Copy the records below from the line containing "out the palm" through the line containing "[27, 194, 66, 224]", including both of those lines and leaving every character unchanged.

# # #

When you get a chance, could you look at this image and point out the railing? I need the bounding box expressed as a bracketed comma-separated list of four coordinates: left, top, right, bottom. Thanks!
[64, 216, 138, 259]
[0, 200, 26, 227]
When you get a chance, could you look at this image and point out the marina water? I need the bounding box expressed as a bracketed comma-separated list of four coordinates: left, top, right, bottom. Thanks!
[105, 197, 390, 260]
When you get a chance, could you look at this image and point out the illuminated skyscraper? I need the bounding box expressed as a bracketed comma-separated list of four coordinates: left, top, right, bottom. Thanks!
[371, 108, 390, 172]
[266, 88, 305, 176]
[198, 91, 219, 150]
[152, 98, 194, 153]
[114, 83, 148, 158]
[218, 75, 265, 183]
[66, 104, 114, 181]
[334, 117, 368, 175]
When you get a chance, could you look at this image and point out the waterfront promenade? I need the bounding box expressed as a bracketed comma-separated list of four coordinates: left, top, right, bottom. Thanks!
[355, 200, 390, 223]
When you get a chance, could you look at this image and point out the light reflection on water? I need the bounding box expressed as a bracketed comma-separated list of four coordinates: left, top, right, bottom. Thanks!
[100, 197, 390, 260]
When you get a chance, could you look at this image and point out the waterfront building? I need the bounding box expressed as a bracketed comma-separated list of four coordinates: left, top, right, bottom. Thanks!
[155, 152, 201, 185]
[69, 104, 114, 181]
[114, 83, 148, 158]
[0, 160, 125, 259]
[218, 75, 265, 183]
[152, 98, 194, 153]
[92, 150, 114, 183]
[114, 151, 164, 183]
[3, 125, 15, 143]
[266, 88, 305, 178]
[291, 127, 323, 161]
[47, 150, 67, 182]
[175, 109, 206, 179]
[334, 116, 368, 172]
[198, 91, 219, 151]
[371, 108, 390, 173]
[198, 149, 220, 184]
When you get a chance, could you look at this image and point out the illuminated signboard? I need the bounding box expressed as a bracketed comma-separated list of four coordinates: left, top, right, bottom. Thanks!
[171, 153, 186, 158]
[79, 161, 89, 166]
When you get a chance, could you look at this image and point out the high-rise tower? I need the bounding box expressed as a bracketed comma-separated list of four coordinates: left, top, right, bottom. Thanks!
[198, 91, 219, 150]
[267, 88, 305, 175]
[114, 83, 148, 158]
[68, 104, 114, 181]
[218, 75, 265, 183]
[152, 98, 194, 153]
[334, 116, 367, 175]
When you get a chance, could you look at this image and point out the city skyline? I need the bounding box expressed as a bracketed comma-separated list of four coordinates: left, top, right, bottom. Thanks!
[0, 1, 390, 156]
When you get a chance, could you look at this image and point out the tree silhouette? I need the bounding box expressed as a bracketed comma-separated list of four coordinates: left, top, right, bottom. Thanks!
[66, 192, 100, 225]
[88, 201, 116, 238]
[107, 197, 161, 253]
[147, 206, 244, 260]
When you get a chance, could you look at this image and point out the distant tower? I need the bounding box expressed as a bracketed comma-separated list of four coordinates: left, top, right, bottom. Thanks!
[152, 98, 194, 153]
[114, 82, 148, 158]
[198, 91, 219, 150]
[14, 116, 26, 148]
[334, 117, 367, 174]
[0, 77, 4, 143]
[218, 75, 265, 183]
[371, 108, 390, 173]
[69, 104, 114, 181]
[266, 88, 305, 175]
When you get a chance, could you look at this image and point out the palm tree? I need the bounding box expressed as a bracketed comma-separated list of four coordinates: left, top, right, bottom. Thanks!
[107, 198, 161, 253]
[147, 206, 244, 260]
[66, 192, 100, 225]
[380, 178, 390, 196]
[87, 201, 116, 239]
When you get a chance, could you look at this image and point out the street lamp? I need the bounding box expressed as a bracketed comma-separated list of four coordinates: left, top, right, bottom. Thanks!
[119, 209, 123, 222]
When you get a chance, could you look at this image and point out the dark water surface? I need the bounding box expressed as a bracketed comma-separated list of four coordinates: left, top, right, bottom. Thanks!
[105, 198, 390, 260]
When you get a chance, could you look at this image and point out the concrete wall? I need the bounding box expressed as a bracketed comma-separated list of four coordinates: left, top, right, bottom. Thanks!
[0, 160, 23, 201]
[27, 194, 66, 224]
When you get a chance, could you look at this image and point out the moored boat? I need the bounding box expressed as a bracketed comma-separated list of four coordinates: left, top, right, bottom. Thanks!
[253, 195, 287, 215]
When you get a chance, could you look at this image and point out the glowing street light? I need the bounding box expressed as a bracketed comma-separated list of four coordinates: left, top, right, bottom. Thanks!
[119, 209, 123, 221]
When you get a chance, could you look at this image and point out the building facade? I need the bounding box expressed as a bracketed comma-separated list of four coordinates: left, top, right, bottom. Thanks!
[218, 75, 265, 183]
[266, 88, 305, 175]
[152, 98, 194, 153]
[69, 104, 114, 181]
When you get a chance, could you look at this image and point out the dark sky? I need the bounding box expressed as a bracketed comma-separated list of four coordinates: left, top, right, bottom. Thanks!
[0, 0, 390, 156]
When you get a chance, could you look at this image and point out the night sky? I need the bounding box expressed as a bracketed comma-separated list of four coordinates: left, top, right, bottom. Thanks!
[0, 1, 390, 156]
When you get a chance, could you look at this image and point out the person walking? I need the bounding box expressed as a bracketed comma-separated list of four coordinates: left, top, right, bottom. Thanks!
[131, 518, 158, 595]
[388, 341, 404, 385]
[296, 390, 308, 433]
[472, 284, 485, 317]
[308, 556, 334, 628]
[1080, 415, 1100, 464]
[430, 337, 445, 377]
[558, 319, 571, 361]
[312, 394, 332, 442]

# # #

### Completed task
When you get a chance, could you look at this image and point out the palm tree? I need the bounding box expressed as a bracketed comma-separated list of four coordinates: left, top, right, bottom. Thanks!
[107, 198, 161, 253]
[147, 206, 244, 260]
[66, 192, 100, 225]
[380, 178, 390, 196]
[87, 201, 116, 239]
When you get a chance, could you look at this image and point out the street lamp? I need the bounding box expressed as a bracketed comma-separated list of four coordinates: left, top, right, bottom. Thanks!
[119, 209, 123, 222]
When you get a chance, could you look at this image and point out the dark water surface? I need the bounding box expressed as a bracketed comma-separated list of four coordinates: left, top, right, bottom. Thanks!
[105, 198, 390, 260]
When you get a chance, could you look at this image and point out the concrete wall? I need the bounding box expressed as a bracketed comma-separated list of four coordinates: left, top, right, bottom. Thanks!
[0, 160, 23, 201]
[27, 194, 66, 224]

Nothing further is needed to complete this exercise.